> **Entries from an annotation dataset**
•••••

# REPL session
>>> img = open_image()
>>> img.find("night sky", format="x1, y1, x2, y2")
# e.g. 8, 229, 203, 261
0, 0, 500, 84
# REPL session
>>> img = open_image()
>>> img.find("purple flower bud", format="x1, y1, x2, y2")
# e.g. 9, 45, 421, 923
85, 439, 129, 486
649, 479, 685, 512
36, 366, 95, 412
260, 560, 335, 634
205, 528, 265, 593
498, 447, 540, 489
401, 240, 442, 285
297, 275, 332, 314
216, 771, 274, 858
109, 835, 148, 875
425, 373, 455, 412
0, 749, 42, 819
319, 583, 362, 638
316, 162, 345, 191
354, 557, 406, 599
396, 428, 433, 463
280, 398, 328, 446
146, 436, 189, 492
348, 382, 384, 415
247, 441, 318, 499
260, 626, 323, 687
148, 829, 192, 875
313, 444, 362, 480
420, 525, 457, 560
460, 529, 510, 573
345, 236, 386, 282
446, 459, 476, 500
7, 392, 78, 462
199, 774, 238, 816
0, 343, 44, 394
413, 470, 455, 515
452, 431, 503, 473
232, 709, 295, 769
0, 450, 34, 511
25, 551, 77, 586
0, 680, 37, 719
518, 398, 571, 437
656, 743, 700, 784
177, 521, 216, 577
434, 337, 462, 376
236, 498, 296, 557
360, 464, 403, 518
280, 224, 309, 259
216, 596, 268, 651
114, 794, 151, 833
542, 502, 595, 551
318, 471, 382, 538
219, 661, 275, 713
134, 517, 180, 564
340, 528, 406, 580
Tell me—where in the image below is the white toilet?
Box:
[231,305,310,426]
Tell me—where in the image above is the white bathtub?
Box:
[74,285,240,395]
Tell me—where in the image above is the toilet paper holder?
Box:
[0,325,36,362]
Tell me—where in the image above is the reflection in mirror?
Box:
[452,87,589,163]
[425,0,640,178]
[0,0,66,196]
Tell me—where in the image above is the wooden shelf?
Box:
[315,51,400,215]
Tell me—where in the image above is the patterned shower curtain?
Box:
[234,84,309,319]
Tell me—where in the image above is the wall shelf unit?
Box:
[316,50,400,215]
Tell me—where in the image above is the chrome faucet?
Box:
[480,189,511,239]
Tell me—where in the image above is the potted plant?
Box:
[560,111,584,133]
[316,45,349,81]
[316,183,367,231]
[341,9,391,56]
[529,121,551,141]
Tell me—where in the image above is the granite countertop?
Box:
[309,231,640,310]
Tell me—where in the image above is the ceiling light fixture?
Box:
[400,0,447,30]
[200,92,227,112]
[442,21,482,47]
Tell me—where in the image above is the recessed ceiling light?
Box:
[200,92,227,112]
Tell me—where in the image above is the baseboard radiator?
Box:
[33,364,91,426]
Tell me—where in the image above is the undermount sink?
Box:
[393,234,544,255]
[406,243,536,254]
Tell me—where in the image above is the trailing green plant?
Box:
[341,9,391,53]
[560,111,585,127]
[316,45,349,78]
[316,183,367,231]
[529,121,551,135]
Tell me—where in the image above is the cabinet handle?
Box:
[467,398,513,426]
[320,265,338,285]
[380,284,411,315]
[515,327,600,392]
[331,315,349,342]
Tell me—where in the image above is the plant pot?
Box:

•••••

> **Your objective**
Rewrite all of the records above, replacing every "Tell me" with "Show me" and leaving everything else unchanged.

> **Task result**
# REPL session
>>> img = open_image()
>>> img.find("night sky", format="x1, y1, x2, y2")
# e.g. 8, 229, 203, 261
0, 0, 500, 84
# REPL session
>>> img = open_image()
>>> img.find("purple flower bud", format="x1, y1, x2, y2")
# e.g. 9, 45, 421, 923
85, 439, 129, 486
649, 479, 685, 512
36, 366, 95, 412
260, 560, 335, 634
205, 528, 265, 593
498, 447, 540, 489
401, 240, 442, 285
297, 275, 332, 314
216, 771, 274, 858
109, 835, 148, 875
425, 373, 455, 412
0, 749, 42, 819
319, 583, 362, 638
316, 162, 345, 191
354, 557, 406, 599
396, 428, 433, 463
280, 398, 328, 446
146, 436, 189, 492
348, 382, 384, 415
247, 441, 318, 499
260, 626, 323, 687
148, 829, 192, 875
313, 444, 362, 480
420, 525, 457, 560
460, 529, 510, 573
345, 236, 386, 282
446, 459, 476, 500
7, 392, 78, 462
199, 774, 238, 816
0, 343, 44, 394
413, 470, 455, 515
452, 431, 503, 473
232, 709, 295, 769
0, 450, 34, 511
25, 551, 77, 586
0, 680, 37, 719
518, 398, 571, 437
656, 743, 700, 784
177, 521, 216, 577
434, 337, 462, 376
236, 498, 296, 557
360, 464, 403, 518
280, 224, 309, 259
216, 596, 268, 651
114, 794, 151, 833
542, 502, 595, 551
318, 471, 382, 538
219, 661, 275, 713
134, 517, 180, 564
340, 528, 406, 580
Show me—where in the image below is the white toilet?
Box:
[231,305,310,426]
Show me—where in the image above is the white bathtub?
Box:
[74,285,240,395]
Show me—where in the image above is the toilet paper holder?
Box:
[0,325,36,362]
Show me—where in the image above is the reflection in mirror?
Box:
[452,87,589,163]
[425,0,640,178]
[0,0,66,196]
Show me—where in the image above is the wooden shelf?
Box:
[315,51,400,215]
Show me—where in the image above is the patterned shower curtain?
Box:
[234,84,309,319]
Show me—where in the image above is the wall shelf unit?
Box:
[316,50,400,215]
Show me—where in the image above is the chrome faucet?
Box:
[480,189,511,239]
Show me—where in the image above is the potted plant?
Box:
[560,111,584,133]
[316,45,349,81]
[316,183,367,231]
[341,9,391,56]
[529,121,551,141]
Show me—where in the image above is the granite countertop?
Box:
[309,231,640,310]
Show me—where in the image above is the ceiling light fixture?
Box:
[400,0,447,30]
[200,92,227,112]
[442,21,482,47]
Show me—where in the image above is the recessed ceiling light?
Box:
[200,92,227,112]
Show me—where in the image above is the baseboard radiator?
Box:
[33,364,91,426]
Show me—where in the image above is the undermount sink?
Box:
[393,234,544,255]
[406,243,536,254]
Show me—where in the image above is the trailing green plant?
Box:
[341,9,391,53]
[560,111,585,127]
[316,45,349,78]
[316,183,367,231]
[529,121,551,135]
Show me—where in the image above is the cabinet handle?
Box:
[467,398,513,426]
[320,265,338,285]
[380,284,411,315]
[515,327,600,392]
[331,315,349,342]
Show me—where in the image above is the plant pot?
Box:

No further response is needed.